(EXERCISE):
Answer these from the budget article below:
(a) What deficit target does the budget set?
(b) By how much is health spending to rise?
(c) What is the Welfare and Social Services Ministry to gain?

Cabinet to consider budget as groups claw for changes

Chief economist at IBI Investment House says budget was unlikely to hit its 3.4% deficit target.

Yair Lapid (photo credit: MARC ISRAEL SELLEM/THE JERUSALEM POST)
Yair Lapid
(photo credit: MARC ISRAEL SELLEM/THE JERUSALEM POST)
The cabinet is considering Finance Minister Yair Lapid’s proposal for the 2015 state budget on Tuesday, as interest groups and politicians scurry to insert changes.
As previously announced, the NIS 328 billion budget set a deficit target of 3.4 percent. In concert with Lapid’s promises, taxes are not to rise. In accordance with pre-approved plans, budgets for education increases NIS 1.8b., which goes toward extending the school year for first – through fourth-graders, moving toward free education for three- and four-year-olds, and adding food security.
Health spending is to rise NIS 2.8b., including a real increase of NIS 300m. in the health basket, NIS 145m. for extra hospital beds and NIS 285m. for mental health services. The Public Security Ministry looks to get an additional billion shekels to put toward policing and the Welfare and Social Services Ministry is to gain NIS 1.4b., including extra funds for Holocaust survivors.
“This budget has an emphasis on growth generators. In this budget we invested in strengthening and encouraging the business sector, which turns the wheels of the economy,” Lapid said on Monday.
The budget has its fair share of critics, however.

(EXTRACTED RECORDS):
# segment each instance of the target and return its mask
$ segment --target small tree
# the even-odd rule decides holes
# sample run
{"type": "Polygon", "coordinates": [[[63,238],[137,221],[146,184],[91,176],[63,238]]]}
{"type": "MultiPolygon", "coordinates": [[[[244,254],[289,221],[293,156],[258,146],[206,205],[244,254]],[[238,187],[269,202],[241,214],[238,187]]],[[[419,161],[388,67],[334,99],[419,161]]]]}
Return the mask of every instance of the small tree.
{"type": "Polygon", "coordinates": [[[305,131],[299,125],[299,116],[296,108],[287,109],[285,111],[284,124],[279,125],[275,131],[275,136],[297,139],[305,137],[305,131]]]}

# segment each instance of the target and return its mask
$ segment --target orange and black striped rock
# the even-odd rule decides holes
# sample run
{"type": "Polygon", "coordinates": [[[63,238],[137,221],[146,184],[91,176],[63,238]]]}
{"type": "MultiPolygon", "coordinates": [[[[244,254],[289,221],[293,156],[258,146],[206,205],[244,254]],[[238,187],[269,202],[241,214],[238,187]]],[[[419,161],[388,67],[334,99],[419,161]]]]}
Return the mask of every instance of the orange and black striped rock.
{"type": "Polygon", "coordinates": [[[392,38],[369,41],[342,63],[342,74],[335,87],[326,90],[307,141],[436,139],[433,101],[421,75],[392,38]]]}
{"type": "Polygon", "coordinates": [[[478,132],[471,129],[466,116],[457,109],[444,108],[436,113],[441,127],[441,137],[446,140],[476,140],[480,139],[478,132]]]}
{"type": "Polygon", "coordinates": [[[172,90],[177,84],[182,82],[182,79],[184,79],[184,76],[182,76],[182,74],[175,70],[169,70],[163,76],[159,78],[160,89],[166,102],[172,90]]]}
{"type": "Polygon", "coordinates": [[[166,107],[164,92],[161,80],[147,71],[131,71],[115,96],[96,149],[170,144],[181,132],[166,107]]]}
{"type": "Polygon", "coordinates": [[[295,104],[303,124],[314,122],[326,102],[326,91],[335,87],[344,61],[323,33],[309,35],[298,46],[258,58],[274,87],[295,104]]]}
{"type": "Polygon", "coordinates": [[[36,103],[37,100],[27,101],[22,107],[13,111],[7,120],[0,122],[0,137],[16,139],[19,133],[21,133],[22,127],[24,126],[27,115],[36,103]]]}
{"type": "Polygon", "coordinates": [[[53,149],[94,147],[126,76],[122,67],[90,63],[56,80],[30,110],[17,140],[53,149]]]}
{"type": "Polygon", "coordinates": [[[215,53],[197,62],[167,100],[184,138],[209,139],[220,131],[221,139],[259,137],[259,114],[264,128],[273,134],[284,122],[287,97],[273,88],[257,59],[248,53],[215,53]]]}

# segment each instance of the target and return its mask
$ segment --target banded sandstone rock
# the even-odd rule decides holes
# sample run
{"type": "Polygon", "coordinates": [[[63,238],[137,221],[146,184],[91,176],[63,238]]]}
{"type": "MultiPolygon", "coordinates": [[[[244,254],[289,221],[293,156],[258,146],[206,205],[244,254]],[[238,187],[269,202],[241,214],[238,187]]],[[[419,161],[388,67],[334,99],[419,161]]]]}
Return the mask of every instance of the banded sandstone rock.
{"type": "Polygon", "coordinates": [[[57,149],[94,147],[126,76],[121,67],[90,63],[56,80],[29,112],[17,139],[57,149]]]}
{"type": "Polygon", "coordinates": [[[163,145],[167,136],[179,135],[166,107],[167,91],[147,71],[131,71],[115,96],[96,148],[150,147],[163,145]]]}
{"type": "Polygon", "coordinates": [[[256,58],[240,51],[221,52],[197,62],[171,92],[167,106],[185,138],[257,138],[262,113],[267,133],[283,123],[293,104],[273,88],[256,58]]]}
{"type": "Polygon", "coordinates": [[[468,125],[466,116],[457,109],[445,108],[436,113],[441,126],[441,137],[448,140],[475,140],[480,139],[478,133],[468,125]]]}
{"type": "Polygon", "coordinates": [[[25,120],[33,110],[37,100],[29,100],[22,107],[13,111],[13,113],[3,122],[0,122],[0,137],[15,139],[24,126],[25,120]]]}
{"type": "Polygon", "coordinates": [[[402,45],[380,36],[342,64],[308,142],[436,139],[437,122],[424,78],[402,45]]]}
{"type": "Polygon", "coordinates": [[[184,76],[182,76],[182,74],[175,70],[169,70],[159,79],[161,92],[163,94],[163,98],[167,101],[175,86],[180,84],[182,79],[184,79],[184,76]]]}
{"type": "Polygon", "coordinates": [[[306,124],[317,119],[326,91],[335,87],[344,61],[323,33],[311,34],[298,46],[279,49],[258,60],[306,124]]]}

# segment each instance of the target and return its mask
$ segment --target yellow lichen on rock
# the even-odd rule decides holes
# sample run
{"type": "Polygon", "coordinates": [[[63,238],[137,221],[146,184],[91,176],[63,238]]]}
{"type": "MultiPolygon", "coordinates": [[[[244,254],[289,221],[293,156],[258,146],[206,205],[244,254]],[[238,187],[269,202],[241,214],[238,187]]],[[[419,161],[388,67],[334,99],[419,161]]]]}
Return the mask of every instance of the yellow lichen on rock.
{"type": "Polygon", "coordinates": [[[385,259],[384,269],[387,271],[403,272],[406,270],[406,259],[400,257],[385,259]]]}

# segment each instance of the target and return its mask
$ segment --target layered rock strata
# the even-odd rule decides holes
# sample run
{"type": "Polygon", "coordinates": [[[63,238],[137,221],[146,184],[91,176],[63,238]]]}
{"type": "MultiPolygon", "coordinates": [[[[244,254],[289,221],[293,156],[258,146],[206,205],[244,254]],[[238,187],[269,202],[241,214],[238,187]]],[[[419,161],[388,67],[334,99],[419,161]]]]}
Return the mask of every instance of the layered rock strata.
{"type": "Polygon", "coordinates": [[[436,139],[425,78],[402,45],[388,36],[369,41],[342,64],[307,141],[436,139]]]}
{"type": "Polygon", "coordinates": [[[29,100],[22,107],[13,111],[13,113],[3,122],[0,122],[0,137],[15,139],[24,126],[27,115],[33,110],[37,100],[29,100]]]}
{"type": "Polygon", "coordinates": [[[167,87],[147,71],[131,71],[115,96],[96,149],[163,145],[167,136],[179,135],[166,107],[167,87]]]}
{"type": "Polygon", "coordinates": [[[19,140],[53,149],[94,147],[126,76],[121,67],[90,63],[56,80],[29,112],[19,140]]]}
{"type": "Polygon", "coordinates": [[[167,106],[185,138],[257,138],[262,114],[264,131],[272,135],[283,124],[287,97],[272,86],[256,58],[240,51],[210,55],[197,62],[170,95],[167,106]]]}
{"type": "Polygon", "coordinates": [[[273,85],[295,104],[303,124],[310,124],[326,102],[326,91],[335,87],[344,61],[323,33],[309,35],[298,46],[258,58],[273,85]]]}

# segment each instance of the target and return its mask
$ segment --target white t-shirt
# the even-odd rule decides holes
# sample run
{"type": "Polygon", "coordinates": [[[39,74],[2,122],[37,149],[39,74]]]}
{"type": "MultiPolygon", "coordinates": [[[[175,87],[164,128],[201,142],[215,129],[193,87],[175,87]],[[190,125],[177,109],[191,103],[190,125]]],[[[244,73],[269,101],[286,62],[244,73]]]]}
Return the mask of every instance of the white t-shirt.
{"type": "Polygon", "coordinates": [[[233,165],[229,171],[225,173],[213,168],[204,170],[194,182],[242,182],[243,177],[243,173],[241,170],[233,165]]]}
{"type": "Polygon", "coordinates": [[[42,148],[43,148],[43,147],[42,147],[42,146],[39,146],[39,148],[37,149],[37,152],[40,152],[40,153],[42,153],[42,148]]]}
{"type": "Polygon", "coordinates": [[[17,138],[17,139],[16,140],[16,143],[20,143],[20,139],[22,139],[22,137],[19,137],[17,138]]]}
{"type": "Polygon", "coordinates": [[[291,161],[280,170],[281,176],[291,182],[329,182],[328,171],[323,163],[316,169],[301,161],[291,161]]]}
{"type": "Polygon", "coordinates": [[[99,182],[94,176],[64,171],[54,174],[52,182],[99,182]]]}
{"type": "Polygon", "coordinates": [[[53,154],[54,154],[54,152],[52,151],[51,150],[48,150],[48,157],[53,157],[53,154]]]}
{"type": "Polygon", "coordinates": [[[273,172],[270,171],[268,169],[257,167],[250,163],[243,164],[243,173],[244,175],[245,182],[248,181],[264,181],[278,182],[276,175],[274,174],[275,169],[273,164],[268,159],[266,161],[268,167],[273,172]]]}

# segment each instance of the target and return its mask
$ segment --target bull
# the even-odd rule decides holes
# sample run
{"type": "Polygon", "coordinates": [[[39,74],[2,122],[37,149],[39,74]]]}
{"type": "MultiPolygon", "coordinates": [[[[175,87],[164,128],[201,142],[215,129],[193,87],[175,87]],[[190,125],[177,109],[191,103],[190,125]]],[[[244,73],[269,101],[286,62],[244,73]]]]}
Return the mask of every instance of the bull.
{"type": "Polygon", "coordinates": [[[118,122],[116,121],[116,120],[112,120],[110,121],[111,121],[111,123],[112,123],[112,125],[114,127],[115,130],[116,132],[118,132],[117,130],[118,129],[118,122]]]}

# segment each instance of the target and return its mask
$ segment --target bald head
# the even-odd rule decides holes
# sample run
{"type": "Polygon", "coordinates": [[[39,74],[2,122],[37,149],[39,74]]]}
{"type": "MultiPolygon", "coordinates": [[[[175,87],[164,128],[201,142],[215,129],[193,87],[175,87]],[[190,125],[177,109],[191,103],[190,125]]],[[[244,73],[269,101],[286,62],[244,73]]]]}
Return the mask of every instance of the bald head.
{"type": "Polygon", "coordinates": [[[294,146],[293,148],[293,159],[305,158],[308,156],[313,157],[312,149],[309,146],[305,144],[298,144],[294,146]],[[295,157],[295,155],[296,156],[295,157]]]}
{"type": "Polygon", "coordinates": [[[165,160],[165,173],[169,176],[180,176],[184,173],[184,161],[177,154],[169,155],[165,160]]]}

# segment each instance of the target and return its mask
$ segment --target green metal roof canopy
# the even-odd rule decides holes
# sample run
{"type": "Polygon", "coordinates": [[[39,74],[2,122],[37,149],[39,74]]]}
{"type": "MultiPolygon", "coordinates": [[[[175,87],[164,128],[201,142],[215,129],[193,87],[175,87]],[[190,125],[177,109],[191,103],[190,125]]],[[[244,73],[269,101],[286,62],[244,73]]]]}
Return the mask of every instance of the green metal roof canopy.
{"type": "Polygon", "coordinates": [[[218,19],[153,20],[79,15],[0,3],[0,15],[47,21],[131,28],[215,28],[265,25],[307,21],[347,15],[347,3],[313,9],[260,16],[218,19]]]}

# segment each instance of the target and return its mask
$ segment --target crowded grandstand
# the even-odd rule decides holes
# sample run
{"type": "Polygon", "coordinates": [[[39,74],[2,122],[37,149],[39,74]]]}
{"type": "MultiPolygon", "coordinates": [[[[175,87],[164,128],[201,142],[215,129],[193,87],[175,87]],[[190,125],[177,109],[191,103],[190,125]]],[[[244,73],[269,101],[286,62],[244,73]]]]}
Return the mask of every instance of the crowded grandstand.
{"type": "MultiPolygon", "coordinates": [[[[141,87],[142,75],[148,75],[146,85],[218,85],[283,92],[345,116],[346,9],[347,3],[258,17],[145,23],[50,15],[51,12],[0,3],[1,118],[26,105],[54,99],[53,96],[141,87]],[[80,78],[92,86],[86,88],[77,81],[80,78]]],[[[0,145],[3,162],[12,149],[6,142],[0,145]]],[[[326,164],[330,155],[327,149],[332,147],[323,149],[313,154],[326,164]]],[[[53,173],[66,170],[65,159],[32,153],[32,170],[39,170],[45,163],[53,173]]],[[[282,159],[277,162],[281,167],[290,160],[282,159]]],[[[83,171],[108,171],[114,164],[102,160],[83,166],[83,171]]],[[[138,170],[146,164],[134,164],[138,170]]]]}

(TASK RESPONSE):
(a) 3.4 percent
(b) NIS 2.8b.
(c) NIS 1.4b., including extra funds for Holocaust survivors